**Requirements**.
Print every line of the listing below verbatim, without changing anything.

Object pointing dataset listing:
========

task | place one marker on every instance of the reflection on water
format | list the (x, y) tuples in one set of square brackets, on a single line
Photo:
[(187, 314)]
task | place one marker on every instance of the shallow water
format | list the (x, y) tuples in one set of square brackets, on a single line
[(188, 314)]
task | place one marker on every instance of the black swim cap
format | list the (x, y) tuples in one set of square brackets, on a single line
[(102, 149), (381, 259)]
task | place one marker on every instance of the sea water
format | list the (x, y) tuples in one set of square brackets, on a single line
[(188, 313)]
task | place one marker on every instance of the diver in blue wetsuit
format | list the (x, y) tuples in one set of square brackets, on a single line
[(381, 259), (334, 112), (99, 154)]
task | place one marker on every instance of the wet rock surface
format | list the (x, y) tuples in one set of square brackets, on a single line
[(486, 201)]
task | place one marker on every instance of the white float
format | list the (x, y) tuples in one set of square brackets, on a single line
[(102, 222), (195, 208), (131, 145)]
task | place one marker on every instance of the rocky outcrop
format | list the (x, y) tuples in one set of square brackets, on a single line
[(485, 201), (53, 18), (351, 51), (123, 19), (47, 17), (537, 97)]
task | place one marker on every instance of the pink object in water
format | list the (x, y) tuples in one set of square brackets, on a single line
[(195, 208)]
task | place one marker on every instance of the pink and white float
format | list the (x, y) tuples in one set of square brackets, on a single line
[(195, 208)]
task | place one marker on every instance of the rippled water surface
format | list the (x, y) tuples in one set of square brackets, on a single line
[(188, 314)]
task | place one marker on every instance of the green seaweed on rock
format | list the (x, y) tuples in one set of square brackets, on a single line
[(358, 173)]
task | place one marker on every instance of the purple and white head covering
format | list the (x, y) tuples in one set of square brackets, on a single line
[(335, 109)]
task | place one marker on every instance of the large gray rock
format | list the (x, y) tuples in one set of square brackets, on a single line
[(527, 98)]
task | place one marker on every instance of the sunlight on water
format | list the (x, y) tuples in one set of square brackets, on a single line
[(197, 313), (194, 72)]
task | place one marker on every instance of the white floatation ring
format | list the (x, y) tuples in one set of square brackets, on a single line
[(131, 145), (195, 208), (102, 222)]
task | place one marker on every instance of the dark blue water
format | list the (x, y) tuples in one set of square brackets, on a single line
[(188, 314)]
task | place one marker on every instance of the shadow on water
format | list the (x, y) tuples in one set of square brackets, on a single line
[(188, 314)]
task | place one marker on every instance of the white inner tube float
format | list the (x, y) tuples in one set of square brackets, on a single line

========

**Result for this task**.
task | place one marker on every instance of the reflection on water
format | list the (x, y) tuples in one set of square brackets, on a single line
Photo:
[(187, 314)]
task | place one marker on every instance of the shallow water
format | list the (x, y) tuples in one set of square brackets, on a single line
[(188, 314)]
task | place one marker on every instance of the black swim cap
format | list the (x, y) tuples in one set of square brackets, on a single line
[(102, 149), (381, 259)]
task | place one marker on every instance of the sea water
format | list the (x, y) tuples in one set of square brackets, on a single line
[(188, 313)]
task | place one marker on every instance of the diver in blue wetsuit
format | list the (x, y) tuples in one set of square brackets, on a single line
[(381, 259), (334, 112), (99, 154)]
task | place one marker on every instance of the wet rock surface
format | list the (x, y) tuples in one set of square brackets, on a single line
[(486, 201)]
task | place one marker on every instance of the white float
format | list the (x, y) tuples in one set of square brackets, on a single line
[(102, 222), (195, 208), (131, 145)]
task | place one marker on every instance of the rocky outcrop
format | list the (x, y) tuples in one set of square brackets, on a single line
[(485, 201), (53, 18), (351, 51), (123, 19), (47, 17), (537, 97)]
task | place one marker on every instance of the pink object in water
format | list the (x, y) tuples in one set of square brackets, on a single line
[(195, 208)]
task | place one marker on every instance of the pink and white float
format | list the (x, y) tuples in one set of square brackets, on a single line
[(195, 208)]
task | place one marker on every instance of the rippled water surface
format | list the (x, y) tuples in one set of square brackets, on a single line
[(188, 314)]
task | place one marker on every instance of the green seaweed on rock
format | list the (x, y) tuples in one set of square brackets, on a single line
[(358, 173)]
task | place one marker on every instance of the purple and white head covering
format | list the (x, y) tuples in one set of square brackets, on a single line
[(335, 109)]
task | place one marker on every instance of the large gray rock
format | list the (x, y) tuples in one set of square brackets, on a single line
[(527, 98)]
task | place one marker on every instance of the sunlight on water
format | list the (x, y) tuples in one set of square brackets, on a single line
[(197, 313), (194, 72)]
task | place one marker on every instance of the white floatation ring
format | list the (x, y) tuples in one set of square brackets, on a single line
[(131, 145), (195, 208), (102, 222)]
task | place one marker on every instance of the dark blue water
format | list the (x, y) tuples in one set of square brackets, on a single line
[(188, 314)]
task | place one marker on every instance of the shadow on water
format | list the (x, y) tuples in one set of square brackets, on a single line
[(188, 314)]
task | place one marker on every instance of the white inner tube float
format | list the (x, y) tuples in one set of square brackets, on a single line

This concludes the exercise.